# Task details
Tally the lines of the data below that contain the string "handle" with case counting, and reply with only the number.

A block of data
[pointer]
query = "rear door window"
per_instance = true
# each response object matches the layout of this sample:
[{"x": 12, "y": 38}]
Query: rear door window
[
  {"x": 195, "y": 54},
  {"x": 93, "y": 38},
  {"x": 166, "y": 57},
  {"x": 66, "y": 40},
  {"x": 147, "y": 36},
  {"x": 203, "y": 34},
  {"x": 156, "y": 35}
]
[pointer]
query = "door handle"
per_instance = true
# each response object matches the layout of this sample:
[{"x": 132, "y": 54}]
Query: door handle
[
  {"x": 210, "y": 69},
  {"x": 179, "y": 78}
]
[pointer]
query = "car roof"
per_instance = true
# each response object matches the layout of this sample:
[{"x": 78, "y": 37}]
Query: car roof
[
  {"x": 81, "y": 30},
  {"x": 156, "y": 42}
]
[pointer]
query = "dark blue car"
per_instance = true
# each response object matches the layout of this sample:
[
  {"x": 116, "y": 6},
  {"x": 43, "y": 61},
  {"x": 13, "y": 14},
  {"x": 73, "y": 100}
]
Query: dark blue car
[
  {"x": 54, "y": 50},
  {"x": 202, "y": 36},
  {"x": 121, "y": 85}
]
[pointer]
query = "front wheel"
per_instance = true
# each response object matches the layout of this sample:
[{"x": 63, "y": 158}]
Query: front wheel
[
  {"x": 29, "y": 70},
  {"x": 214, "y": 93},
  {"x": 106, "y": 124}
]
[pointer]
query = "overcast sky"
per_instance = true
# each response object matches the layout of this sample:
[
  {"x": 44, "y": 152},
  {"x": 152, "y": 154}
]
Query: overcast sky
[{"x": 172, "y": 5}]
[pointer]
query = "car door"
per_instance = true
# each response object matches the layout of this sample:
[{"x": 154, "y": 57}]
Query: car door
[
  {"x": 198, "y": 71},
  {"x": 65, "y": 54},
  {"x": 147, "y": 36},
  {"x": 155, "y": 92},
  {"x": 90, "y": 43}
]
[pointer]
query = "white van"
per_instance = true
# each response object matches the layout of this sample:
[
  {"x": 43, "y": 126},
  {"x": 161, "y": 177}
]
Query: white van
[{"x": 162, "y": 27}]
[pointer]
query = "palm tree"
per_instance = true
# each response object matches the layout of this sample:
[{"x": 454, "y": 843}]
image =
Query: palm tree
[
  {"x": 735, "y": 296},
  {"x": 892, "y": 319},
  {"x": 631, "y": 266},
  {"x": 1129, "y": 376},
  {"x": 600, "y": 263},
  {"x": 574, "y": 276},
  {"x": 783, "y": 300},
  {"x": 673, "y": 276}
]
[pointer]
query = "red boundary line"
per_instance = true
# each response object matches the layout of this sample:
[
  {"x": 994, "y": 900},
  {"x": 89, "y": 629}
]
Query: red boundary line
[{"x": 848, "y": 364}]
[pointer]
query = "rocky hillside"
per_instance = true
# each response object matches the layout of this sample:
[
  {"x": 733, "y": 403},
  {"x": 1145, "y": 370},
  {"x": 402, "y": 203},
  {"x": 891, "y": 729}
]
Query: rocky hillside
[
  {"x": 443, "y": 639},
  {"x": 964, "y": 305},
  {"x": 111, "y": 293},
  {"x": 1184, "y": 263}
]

# Full answer
2